▶ [EXCERPT]:

□ □ □ □

Is there some bitter medicine to swallow?
WORRIES of a Chinese growth slowdown are building after a healthy economic start in quarter one. Manufacturing surveys have moderated, after previously having risen in tandem with other business confidence indicators across the world. Meanwhile, the Chinese yield curve has recently inverted, which some market commentators see as a sign of an impending recession. But there is more to this than meets the eye.
The yield curve is a graph of interest rates across differing maturities. Most of the time, long-term rates should be higher than short-term rates, since longer maturity debt is inherently riskier, leading investors to demand a higher yield to compensate for that uncertainty.
However, there are periods where short-term rates do rise above longer-term ones, as investors price in a slower pace of growth and inflation in the future. For the US in particular, an inverting yield curve has been a particularly accurate predictor of an economic downturn, with a sustained inversion having preceded every recession since the 1970s.

□ □ □ □

▶ [ACTIVITY]:
In the piece on China's yield curve:
1. What has the Chinese yield curve recently done?
2. Why should long-term rates usually be higher than short-term rates?
3. Since when has a sustained inversion preceded every US recession?
The entries have nothing to do with this.

▶ [ENTRIES SHOWN]:
□ □ □ □

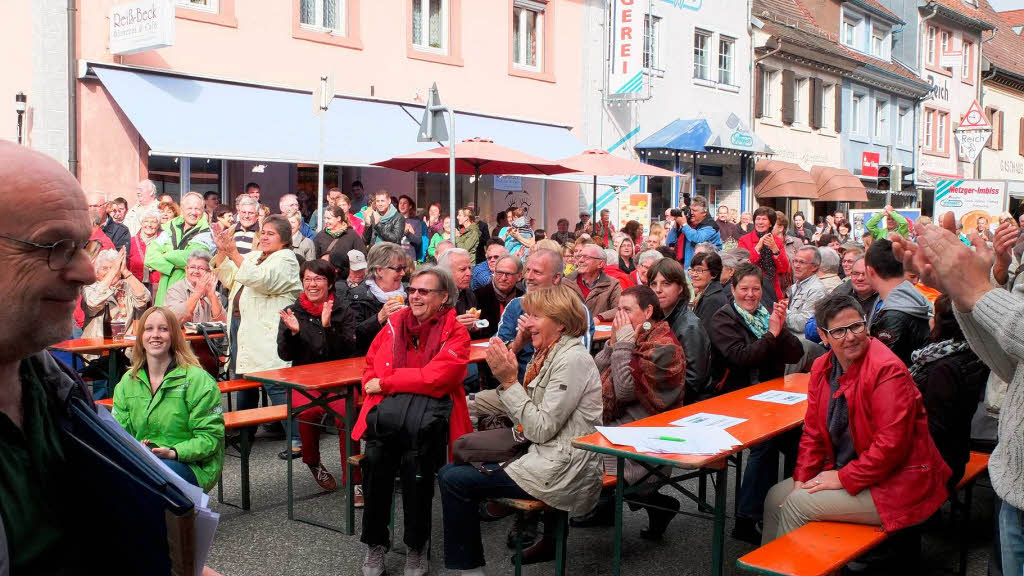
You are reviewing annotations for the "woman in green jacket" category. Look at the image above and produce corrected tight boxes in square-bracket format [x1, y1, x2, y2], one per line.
[113, 306, 224, 491]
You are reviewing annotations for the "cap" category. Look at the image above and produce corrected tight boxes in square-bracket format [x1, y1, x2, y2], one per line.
[348, 250, 367, 270]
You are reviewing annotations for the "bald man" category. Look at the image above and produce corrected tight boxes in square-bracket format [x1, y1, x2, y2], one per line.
[85, 191, 131, 254]
[0, 141, 95, 574]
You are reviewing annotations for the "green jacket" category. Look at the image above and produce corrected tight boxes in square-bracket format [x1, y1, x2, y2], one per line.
[145, 216, 216, 306]
[112, 366, 224, 491]
[864, 210, 910, 240]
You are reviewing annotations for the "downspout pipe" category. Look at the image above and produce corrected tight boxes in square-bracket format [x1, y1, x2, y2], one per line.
[68, 0, 78, 178]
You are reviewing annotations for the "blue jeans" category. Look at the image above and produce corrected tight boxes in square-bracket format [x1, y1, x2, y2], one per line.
[999, 501, 1024, 576]
[437, 464, 532, 570]
[164, 460, 199, 486]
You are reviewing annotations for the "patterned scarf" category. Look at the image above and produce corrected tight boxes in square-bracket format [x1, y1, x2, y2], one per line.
[732, 301, 771, 339]
[601, 321, 686, 423]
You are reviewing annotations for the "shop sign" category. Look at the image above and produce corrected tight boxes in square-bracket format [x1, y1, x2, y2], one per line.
[860, 152, 882, 176]
[607, 0, 650, 99]
[935, 180, 1007, 230]
[108, 0, 174, 55]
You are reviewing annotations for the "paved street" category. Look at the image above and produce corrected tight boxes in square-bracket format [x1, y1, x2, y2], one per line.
[208, 437, 992, 576]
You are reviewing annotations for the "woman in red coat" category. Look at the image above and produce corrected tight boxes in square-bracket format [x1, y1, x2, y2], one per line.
[739, 206, 790, 300]
[762, 295, 950, 544]
[352, 266, 472, 576]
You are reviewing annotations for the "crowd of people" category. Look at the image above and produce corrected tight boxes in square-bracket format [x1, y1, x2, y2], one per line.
[6, 138, 1024, 576]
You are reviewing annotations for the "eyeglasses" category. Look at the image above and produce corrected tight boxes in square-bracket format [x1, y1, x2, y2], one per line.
[821, 320, 867, 340]
[0, 235, 88, 272]
[406, 287, 447, 296]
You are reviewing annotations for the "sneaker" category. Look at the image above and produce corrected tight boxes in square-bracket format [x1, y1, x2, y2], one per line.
[406, 542, 430, 576]
[309, 463, 338, 492]
[362, 546, 387, 576]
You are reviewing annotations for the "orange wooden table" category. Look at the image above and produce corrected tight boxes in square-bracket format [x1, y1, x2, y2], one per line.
[572, 374, 808, 576]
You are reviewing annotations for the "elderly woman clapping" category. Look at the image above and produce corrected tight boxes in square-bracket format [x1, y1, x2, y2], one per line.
[352, 264, 471, 576]
[437, 286, 602, 574]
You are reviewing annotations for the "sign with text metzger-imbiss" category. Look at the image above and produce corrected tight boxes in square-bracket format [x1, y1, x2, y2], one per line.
[110, 0, 174, 55]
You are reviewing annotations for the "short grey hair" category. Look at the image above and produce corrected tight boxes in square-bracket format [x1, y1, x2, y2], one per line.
[818, 246, 842, 274]
[185, 250, 213, 268]
[367, 242, 408, 278]
[797, 246, 821, 266]
[637, 250, 665, 264]
[437, 248, 473, 270]
[407, 266, 459, 307]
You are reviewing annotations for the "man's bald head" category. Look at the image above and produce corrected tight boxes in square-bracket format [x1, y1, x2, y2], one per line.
[0, 141, 95, 362]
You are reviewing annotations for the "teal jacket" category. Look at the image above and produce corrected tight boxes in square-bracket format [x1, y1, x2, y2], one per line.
[112, 366, 224, 491]
[145, 216, 216, 306]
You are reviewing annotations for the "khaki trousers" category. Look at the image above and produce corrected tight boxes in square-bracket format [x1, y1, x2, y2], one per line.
[761, 478, 882, 545]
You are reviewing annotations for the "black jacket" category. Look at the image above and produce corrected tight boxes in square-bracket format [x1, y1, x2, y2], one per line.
[472, 282, 523, 338]
[913, 348, 988, 491]
[710, 303, 804, 395]
[278, 298, 356, 366]
[344, 283, 384, 356]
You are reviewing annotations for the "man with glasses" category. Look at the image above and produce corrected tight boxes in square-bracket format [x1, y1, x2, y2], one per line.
[469, 238, 509, 290]
[762, 295, 950, 544]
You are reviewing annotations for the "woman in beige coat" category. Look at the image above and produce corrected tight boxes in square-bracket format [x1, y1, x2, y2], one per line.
[437, 286, 602, 574]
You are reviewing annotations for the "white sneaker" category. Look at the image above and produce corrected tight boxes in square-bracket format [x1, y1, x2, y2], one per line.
[362, 546, 387, 576]
[406, 541, 430, 576]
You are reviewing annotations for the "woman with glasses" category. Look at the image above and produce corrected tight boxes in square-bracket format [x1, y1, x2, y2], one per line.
[762, 295, 950, 543]
[352, 264, 475, 576]
[345, 242, 409, 356]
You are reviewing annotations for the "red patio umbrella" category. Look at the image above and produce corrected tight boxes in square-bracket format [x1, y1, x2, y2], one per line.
[558, 149, 683, 218]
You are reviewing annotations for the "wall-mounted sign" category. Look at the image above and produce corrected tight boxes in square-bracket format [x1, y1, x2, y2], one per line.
[109, 0, 174, 55]
[860, 152, 882, 176]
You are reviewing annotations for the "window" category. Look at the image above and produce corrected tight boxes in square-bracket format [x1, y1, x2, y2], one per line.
[411, 0, 447, 53]
[821, 84, 836, 130]
[299, 0, 345, 34]
[762, 70, 779, 118]
[693, 30, 711, 80]
[926, 26, 935, 66]
[175, 0, 218, 13]
[850, 94, 864, 134]
[896, 106, 912, 146]
[643, 14, 662, 70]
[718, 36, 736, 85]
[512, 0, 544, 70]
[874, 99, 889, 140]
[793, 78, 808, 126]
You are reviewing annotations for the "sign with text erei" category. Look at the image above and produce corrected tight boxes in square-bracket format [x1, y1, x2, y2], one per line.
[606, 0, 650, 99]
[109, 0, 174, 55]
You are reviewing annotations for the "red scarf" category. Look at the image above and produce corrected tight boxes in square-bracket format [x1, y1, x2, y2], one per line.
[393, 308, 455, 369]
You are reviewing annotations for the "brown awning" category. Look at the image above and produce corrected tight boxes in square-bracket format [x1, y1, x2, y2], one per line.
[754, 160, 818, 200]
[811, 166, 867, 202]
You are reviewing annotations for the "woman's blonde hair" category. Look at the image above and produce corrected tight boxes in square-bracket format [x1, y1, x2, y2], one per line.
[522, 284, 590, 337]
[128, 306, 201, 378]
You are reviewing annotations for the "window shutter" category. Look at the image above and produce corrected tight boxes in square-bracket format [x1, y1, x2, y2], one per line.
[809, 78, 824, 129]
[754, 65, 765, 118]
[782, 70, 795, 124]
[833, 83, 843, 134]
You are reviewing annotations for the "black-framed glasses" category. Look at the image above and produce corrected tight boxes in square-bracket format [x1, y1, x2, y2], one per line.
[821, 320, 867, 340]
[0, 234, 85, 272]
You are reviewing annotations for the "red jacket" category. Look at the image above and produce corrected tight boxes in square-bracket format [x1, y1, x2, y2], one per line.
[738, 230, 790, 300]
[793, 338, 951, 531]
[352, 307, 473, 450]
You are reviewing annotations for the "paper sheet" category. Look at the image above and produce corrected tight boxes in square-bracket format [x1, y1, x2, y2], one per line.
[671, 412, 746, 430]
[750, 390, 807, 406]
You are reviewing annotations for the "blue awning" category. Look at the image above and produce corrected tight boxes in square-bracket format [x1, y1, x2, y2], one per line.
[90, 66, 585, 166]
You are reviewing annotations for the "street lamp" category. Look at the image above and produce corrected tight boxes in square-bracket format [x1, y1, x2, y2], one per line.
[14, 92, 28, 145]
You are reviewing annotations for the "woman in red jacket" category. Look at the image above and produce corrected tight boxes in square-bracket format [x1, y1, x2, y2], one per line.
[762, 295, 950, 544]
[739, 206, 790, 300]
[352, 266, 472, 576]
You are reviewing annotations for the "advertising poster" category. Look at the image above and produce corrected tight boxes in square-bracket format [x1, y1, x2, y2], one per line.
[848, 208, 921, 242]
[935, 180, 1007, 230]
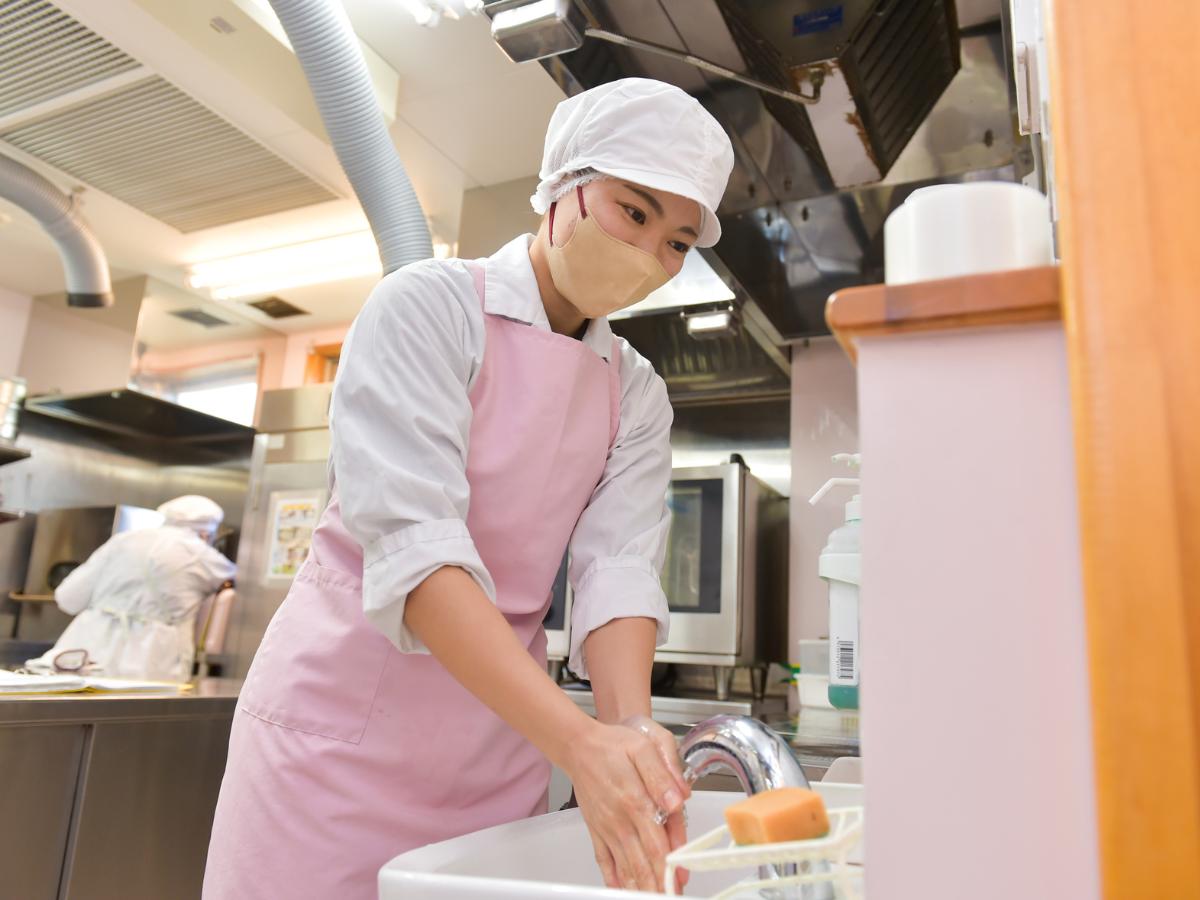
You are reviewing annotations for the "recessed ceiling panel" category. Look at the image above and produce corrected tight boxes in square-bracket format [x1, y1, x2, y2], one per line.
[0, 78, 335, 232]
[0, 0, 138, 116]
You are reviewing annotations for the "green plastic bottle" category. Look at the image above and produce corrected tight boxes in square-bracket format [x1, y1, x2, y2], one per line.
[809, 454, 863, 709]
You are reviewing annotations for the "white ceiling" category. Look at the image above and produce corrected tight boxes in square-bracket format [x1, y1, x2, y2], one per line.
[0, 0, 562, 337]
[0, 0, 1002, 348]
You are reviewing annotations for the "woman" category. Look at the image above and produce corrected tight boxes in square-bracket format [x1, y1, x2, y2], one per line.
[205, 79, 733, 900]
[25, 494, 236, 682]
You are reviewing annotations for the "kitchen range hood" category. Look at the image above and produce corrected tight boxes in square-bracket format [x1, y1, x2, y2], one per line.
[25, 388, 254, 455]
[485, 0, 1033, 402]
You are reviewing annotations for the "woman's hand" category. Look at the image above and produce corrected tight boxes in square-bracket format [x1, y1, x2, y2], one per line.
[565, 722, 690, 892]
[620, 715, 691, 894]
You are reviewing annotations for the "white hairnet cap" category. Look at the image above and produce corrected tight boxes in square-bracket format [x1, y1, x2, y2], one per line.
[158, 493, 224, 528]
[529, 78, 733, 247]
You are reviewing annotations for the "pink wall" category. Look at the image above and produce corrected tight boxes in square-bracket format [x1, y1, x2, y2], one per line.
[0, 288, 34, 377]
[18, 300, 133, 394]
[858, 325, 1099, 900]
[788, 337, 858, 648]
[280, 325, 350, 388]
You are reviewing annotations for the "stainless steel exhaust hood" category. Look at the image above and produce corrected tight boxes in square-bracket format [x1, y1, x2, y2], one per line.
[485, 0, 1032, 374]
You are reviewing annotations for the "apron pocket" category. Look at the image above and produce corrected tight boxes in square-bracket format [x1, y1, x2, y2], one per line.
[240, 559, 391, 744]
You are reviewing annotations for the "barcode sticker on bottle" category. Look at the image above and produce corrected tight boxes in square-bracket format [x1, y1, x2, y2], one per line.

□ □ □ □

▶ [WRITTEN SOLUTION]:
1. It has inverted.
2. Longer maturity debt is inherently riskier, so investors demand a higher yield to compensate for that uncertainty.
3. Since the 1970s.